TASK DETAILS: Please restate each entry word for word and leave the pictures out.

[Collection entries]
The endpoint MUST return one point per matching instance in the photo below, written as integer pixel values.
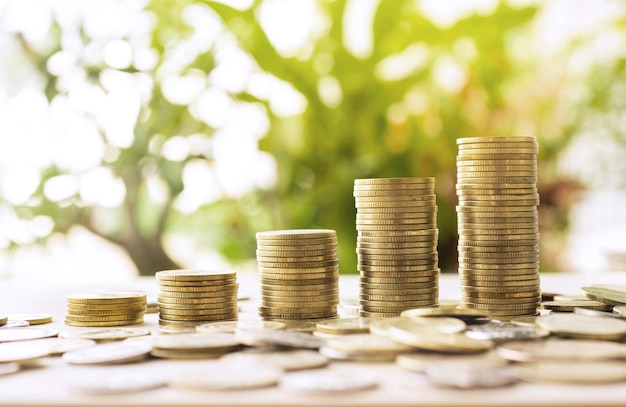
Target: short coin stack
(299, 274)
(194, 297)
(498, 229)
(105, 309)
(397, 244)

ANSWER BOX:
The endpoint MUST return one point per matching instance in the photo below, written as integer pixel values.
Target: short coin stack
(299, 274)
(194, 297)
(498, 229)
(105, 309)
(397, 244)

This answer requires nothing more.